** Start Records shown **
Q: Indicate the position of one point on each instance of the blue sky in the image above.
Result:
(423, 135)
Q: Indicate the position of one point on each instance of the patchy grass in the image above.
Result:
** End Records shown **
Give every line of the rows above as a JSON list of strings, one string per line, leaving out blank lines.

Response –
[
  "Q: Indicate the position of one point on each instance of the blue sky in the image above.",
  "Result:",
  "(423, 135)",
  "Q: Indicate the position of one point on each instance of the patchy grass in the image above.",
  "Result:"
]